WHAT IS EXPECTED:
Pick out each line in the items below that contains the word "shoreline" and copy it. Case matters.
===== EXTRACTED MATERIAL =====
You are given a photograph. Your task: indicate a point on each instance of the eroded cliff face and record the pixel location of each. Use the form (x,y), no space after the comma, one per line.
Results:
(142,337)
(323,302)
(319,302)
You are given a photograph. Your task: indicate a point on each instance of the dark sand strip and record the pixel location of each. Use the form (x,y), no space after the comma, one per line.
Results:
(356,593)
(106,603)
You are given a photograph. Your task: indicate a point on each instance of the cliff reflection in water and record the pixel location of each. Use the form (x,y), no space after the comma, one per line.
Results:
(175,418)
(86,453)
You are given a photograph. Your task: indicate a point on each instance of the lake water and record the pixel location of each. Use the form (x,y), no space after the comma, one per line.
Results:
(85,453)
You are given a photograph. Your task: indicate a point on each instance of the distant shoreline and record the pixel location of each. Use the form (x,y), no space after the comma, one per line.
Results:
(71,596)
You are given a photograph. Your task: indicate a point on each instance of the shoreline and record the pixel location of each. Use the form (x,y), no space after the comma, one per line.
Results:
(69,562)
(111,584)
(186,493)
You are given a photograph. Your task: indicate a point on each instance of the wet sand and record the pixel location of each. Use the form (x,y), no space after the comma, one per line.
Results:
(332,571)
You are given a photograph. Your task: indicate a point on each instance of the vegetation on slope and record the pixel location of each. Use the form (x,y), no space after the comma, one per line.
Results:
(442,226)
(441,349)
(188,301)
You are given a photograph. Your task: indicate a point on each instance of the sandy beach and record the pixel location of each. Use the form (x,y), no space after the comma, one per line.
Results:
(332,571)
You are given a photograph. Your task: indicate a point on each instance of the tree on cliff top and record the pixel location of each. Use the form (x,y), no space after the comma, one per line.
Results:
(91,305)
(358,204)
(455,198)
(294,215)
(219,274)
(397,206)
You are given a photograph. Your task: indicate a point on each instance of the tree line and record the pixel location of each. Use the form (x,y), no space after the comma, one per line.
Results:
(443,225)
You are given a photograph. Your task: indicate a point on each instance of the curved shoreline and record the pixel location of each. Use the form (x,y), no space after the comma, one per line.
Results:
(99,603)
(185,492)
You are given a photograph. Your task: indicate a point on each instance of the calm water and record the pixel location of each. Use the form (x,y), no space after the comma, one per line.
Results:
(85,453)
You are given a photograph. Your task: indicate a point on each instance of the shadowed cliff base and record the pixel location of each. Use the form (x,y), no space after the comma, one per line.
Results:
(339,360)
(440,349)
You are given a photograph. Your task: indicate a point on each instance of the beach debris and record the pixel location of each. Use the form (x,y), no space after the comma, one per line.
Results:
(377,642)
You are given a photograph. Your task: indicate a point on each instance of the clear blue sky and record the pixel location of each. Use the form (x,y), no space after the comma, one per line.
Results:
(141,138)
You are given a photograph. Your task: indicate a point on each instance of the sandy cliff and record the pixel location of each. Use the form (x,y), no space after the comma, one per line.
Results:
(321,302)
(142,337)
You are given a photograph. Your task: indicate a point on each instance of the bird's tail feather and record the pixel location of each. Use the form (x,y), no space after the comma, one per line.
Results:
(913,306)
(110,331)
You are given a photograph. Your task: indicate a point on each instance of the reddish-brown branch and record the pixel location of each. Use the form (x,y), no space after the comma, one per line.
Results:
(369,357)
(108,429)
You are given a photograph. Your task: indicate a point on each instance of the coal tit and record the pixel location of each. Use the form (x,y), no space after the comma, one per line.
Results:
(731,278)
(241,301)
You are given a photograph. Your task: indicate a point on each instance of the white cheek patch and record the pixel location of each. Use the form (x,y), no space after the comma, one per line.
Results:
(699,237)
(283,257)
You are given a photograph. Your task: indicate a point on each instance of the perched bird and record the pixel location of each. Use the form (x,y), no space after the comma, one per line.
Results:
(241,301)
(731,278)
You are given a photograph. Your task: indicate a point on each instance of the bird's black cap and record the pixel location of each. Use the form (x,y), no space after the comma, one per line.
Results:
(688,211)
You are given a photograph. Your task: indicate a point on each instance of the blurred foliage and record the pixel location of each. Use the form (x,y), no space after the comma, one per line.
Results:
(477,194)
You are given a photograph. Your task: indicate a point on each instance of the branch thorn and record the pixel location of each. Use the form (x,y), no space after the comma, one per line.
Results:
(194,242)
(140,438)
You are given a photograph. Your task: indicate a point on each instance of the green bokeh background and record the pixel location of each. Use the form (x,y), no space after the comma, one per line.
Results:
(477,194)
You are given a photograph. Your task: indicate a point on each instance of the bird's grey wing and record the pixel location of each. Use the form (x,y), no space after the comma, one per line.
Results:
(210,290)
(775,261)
=====
===== EXTRACTED MATERIAL =====
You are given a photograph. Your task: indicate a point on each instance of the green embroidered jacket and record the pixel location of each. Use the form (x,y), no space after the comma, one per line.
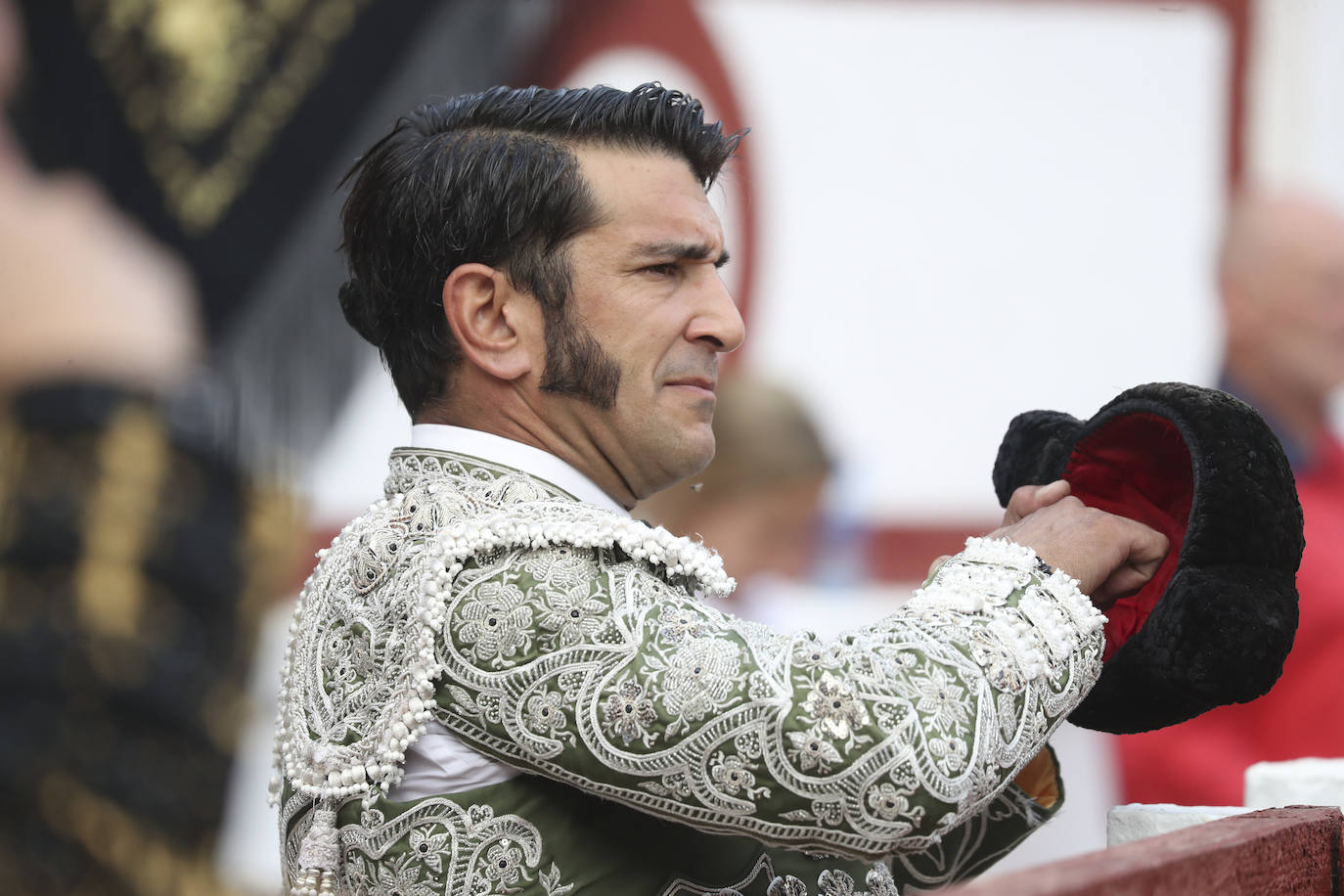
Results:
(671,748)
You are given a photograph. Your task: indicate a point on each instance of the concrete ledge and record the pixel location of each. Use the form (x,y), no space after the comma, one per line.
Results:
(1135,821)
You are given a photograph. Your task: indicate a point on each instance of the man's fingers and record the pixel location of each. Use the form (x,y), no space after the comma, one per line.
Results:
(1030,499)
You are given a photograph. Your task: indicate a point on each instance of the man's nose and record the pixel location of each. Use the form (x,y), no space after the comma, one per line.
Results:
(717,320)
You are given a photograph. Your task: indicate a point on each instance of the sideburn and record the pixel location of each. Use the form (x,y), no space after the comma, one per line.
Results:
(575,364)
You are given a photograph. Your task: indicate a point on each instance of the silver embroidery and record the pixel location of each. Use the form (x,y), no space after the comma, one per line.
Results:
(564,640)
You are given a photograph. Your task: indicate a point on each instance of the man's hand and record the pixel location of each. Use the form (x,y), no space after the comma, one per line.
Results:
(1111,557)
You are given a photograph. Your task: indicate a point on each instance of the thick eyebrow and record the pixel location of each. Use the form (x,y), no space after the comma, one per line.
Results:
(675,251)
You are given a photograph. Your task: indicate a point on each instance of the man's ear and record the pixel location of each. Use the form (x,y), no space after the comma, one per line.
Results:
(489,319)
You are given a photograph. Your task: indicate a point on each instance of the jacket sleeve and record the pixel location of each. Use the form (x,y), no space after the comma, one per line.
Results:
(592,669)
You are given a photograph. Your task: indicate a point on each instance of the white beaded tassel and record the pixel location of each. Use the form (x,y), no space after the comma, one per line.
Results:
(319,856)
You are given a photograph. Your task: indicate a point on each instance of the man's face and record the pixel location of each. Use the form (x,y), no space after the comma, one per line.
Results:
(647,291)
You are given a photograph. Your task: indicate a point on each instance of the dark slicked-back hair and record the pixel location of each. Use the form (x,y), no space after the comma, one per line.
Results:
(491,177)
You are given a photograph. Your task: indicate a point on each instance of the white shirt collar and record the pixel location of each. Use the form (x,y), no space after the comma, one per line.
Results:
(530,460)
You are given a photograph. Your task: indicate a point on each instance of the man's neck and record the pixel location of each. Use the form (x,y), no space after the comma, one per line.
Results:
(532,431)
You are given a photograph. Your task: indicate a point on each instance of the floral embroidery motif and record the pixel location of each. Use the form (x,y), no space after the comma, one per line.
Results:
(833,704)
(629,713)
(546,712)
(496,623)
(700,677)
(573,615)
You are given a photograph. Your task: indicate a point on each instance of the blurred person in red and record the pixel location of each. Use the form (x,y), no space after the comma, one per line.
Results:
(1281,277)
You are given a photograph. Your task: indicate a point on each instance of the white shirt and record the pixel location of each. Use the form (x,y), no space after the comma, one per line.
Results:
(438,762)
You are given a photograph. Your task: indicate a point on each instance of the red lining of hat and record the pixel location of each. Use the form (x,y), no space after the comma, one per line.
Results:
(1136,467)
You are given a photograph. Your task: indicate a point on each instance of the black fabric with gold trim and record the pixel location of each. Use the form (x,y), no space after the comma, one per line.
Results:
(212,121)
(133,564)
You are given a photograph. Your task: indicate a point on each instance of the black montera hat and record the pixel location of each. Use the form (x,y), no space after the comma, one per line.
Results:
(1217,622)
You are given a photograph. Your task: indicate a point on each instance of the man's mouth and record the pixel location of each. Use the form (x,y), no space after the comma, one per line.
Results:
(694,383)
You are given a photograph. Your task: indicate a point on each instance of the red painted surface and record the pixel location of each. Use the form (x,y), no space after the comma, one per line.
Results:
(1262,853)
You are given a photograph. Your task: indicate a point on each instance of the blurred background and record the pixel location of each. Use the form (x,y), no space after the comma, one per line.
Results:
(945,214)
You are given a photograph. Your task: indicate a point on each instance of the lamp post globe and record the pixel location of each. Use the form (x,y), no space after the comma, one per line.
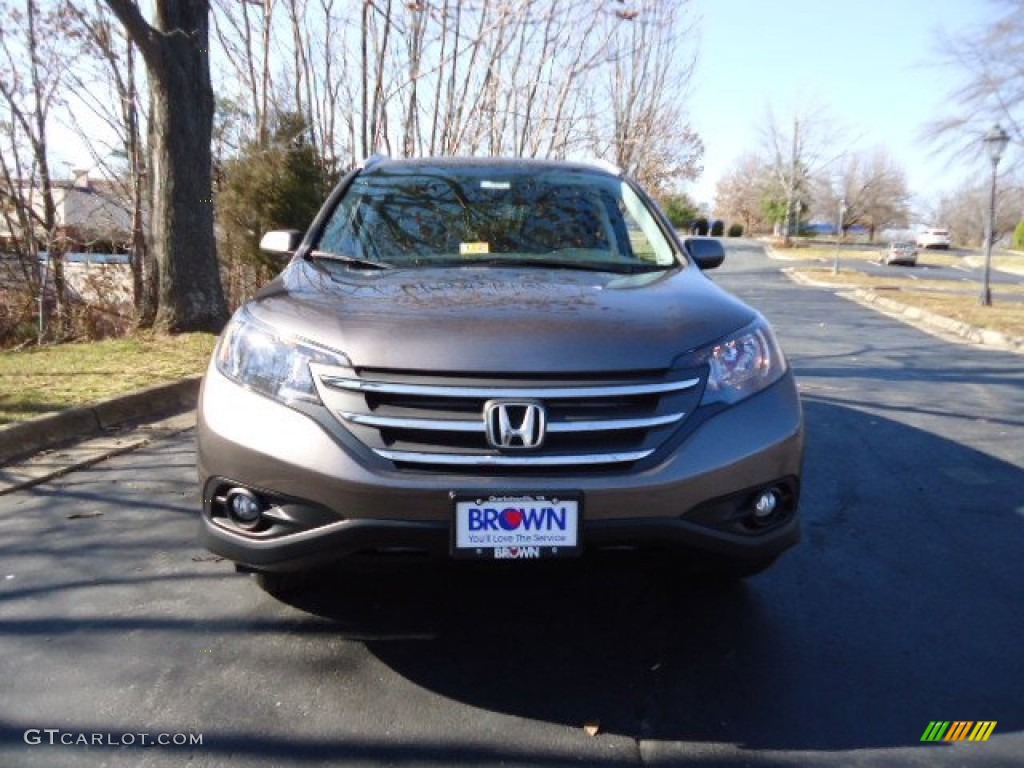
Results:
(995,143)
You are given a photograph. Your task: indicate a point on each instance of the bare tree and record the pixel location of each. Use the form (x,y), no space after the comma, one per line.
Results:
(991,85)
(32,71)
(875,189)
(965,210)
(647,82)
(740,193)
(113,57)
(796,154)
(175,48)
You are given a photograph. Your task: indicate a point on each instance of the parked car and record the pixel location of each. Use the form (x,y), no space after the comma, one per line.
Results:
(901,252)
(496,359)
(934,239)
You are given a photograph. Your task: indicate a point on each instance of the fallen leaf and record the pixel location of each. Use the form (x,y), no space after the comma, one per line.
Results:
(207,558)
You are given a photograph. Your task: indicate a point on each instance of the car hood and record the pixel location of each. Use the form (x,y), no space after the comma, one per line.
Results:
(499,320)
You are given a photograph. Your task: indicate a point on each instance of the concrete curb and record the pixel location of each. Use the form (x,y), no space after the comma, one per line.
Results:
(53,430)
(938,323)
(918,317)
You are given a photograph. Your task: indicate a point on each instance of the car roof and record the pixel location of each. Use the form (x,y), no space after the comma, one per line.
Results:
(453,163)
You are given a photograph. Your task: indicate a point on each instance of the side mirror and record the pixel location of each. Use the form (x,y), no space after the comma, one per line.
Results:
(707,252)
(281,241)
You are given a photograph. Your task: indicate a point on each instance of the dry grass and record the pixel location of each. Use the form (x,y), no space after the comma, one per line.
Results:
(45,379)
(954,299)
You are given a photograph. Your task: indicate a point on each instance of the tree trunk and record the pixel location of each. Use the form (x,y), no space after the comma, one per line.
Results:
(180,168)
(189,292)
=====
SOLUTION TO THE EXERCISE:
You are given a photograph. Your task: indicate a point on each instance of the distant shoreline and record the pixel location of each. Use the form (x,y), no space after the comma, one per line.
You are given a photograph. Your task: indicate a point on each instance of the shoreline and record the pixel location of each. Use the form (x,y), no space after the comma, one per line.
You are given a photograph. Your task: indicate a point on each instance of the curved shoreline and record the pixel location of each. Use the form (x,y), no space after the comma, one per line.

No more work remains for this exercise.